-- Begin RECORDED INFORMATION --

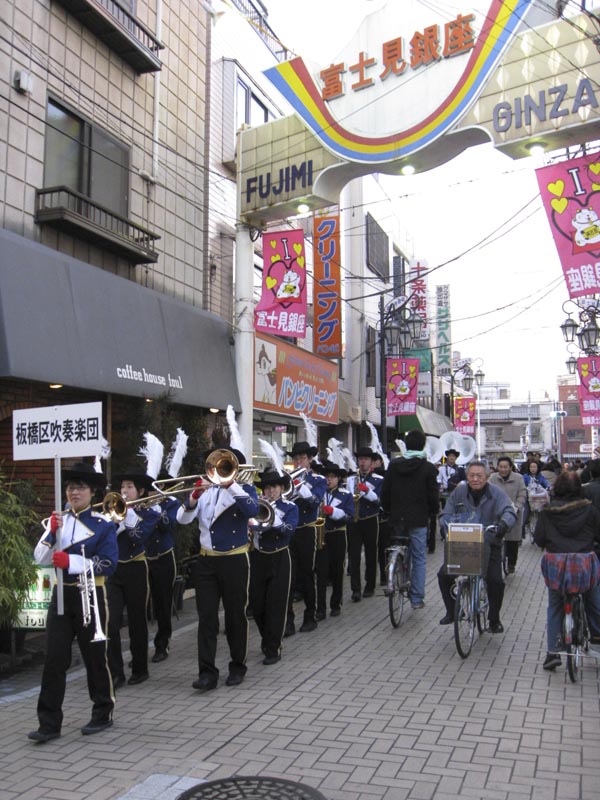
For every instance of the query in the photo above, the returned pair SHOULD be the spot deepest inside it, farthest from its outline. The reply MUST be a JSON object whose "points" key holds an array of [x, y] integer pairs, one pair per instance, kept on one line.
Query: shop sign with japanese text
{"points": [[69, 431], [290, 380]]}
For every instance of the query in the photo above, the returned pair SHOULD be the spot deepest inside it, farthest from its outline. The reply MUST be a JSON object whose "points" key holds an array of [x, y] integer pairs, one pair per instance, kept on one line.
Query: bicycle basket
{"points": [[570, 573], [465, 552]]}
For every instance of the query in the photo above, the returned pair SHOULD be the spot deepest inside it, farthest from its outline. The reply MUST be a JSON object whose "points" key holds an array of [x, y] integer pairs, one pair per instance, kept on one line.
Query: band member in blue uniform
{"points": [[222, 572], [84, 533], [363, 530], [128, 587], [337, 508], [270, 564], [303, 547], [163, 571]]}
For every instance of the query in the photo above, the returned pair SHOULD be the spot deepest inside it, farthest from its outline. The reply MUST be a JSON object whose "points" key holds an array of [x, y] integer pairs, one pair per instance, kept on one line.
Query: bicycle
{"points": [[398, 574], [572, 574]]}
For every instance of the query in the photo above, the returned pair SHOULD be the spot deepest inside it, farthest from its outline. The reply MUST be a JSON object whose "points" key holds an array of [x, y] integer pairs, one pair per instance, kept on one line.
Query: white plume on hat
{"points": [[336, 453], [274, 453], [310, 430], [349, 460], [235, 438], [177, 453], [104, 454], [153, 453], [375, 444]]}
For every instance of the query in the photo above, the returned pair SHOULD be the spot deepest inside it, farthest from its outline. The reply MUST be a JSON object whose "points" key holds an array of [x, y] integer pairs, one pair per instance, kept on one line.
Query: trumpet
{"points": [[89, 598]]}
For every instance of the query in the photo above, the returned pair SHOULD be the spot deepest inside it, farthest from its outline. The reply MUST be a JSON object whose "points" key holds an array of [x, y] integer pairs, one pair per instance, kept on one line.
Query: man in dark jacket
{"points": [[410, 495]]}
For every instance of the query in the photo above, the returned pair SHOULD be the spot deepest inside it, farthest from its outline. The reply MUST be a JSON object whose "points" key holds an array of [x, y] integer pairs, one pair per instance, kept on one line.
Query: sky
{"points": [[479, 224]]}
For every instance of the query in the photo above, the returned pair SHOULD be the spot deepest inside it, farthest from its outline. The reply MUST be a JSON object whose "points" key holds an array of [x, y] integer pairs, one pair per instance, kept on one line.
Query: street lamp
{"points": [[399, 327]]}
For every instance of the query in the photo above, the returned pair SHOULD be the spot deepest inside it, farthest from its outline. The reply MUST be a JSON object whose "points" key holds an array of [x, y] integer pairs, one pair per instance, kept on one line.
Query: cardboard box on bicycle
{"points": [[464, 552]]}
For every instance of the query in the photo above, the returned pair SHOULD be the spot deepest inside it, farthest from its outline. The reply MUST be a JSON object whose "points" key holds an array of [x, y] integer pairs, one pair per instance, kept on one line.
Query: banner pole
{"points": [[60, 602]]}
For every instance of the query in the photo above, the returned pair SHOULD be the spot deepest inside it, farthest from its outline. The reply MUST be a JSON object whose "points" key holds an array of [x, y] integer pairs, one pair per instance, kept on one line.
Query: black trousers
{"points": [[60, 632], [494, 583], [330, 563], [162, 580], [363, 533], [222, 578], [128, 588], [303, 550], [270, 577]]}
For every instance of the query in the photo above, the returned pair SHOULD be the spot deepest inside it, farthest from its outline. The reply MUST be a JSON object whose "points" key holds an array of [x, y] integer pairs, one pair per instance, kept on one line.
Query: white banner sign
{"points": [[57, 432]]}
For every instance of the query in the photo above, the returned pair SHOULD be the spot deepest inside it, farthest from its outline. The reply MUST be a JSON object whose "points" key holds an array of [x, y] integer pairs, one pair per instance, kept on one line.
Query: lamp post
{"points": [[399, 326]]}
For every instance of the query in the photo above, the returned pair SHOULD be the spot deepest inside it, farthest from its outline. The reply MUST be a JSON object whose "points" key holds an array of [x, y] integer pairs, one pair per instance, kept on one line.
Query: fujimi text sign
{"points": [[57, 432]]}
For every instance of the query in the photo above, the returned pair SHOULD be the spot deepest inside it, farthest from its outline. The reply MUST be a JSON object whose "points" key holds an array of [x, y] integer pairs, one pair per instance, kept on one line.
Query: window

-- End RECORDED INFORMATION --

— OBJECTIVE —
Skip the pictures and transcribe the rest of the records exactly.

— SOLUTION BELOW —
For every instance of the query in the photo above, the returned pair SHOULD be the spot deepest inside it, farthest from its outline. The reply MUST be a JSON object whose "points" key holds an array of [x, y] integer pairs, one pair per instance, kept on one line.
Query: shop sign with japanese text
{"points": [[69, 431], [290, 380]]}
For every instance of the query in the photo above, the returned pair SHOULD be the spot deepest inside it, farthest from its outline. The reply MUST be a JSON object whose "points" key holds an array of [x, y] integer pairs, one pair per instance, kept on one line.
Query: bicycle basket
{"points": [[570, 573], [465, 552]]}
For every instance of the query in the photo above, the returned pair SHOULD be the spot deepest inside it, farthest from its outline. The reply MUST be a JSON object whose "points" key holds an array of [x, y] integer pairs, one pair per instance, kept on one line.
Query: band member in blue uniform
{"points": [[222, 572], [84, 533], [363, 530], [128, 587], [337, 508], [270, 564], [303, 547], [163, 571]]}
For every instance of the query in the photo above, the returned pair SHOULD be the spot deepest inside it, farthest from its outline. The reply MUST be a JSON object whose "points" key holds an array of [x, y] integer pairs, one pair per instance, kept on one line.
Query: bicycle
{"points": [[398, 574], [572, 574]]}
For every instance of the query in the photo above, the returned pair SHOULD be the spot deepest inside it, farthest from its outline. The reply MUST be a JSON object whose "points" key holds an array of [x, y] integer pairs, one pair per instance, kept on one line.
Query: white plume on hat
{"points": [[336, 453], [274, 453], [310, 430], [349, 460], [235, 438], [177, 453], [104, 454], [153, 453], [375, 444]]}
For every instance of the query in the photo above, the returned pair SHOULD be the spot deepest inside it, farthest from its outline. The reply MUST be a JSON object whose "points" key holds an array of [x, y] integer pairs, one pair per instance, kept on one line.
Query: trumpet
{"points": [[89, 598]]}
For every instance of the query in the photo above, the returned pair SHOULD be the spot deepest inside it, farthest from its outline. The reply MUST be a JSON object whose "points" key holds an array of [x, y] integer pairs, one pair per instance, kept on one line.
Query: man in dark jacket
{"points": [[410, 495]]}
For every instance of the query in the photo above, the returned pair SHOULD be the spot deepest inside it, farthest from its outline. The reply MUST be a JSON object whose "points" key holds an array of [x, y] integer pairs, one pair per instance, kept on one line.
Query: sky
{"points": [[479, 224]]}
For every instance of the query in the photo above, the returned pair SHOULD be the spot deepest inside it, farthest from its outline. The reply MUST be a JSON object whose "points" key holds an array of [x, y] integer pairs, one pair per instance, kept on one line.
Query: street lamp
{"points": [[399, 327]]}
For every instance of the query in the photo above, the returned pair SHOULD be the spot deepest inside it, farthest from its outline. The reply MUST be a JSON object whose "points" key holds an array of [x, y] integer pairs, one pair per instance, kept on one line.
Query: cardboard box on bicycle
{"points": [[464, 552]]}
For every instance of the query in the photo above, the returned pair SHOULD be the spot deepest inside it, farthest from its outline. The reply MUST be a JSON object whose "points" key holds an array of [x, y] integer pairs, one pair per instance, kept on one line.
Query: banner pole
{"points": [[60, 602]]}
For every instance of the query in the photo above, the returned pair SHOULD be the spot deepest inside it, farthest from its outline. The reply MUST be a JSON object whose "points" key holds an array of [x, y] integer pairs, one pair per instance, kept on one line.
Query: black trousers
{"points": [[60, 632], [494, 583], [330, 563], [162, 580], [363, 533], [222, 578], [128, 588], [303, 550], [270, 577]]}
For every instance of the query in the photo above, the returned pair SHOULD be the spot deepest inside it, farthest from its outline. The reply MUST be a JSON object whose "points" key holds an array of [x, y] integer pairs, one pair per instance, kept on one line.
Query: white banner sign
{"points": [[57, 432]]}
For every instance of the query in the photo above, the returned pair SHOULD be the spot deepest inside it, farthest from its outline. The reply MUST be a JSON object whose "points" key holds an array of [x, y] integer pairs, one pair per instance, kept on one line.
Query: lamp post
{"points": [[399, 326]]}
For every instance of the query in the photo above, the returned pair SHOULD be the spot deepest inside it, farthest from its outline. The reply MUST be a JSON object whose "points" key holds an array of [x, y] integer pairs, one pair per instance, kept on one line.
Query: fujimi text sign
{"points": [[57, 432]]}
For every instance of the query in the photo above, the returned pair SHOULD be the spot deepest inside it, farthest from its outline. The reply MUST be a JSON object whose "points" key holds an array of [x, y] integer pairs, one pair per instance, kept on one line.
Query: window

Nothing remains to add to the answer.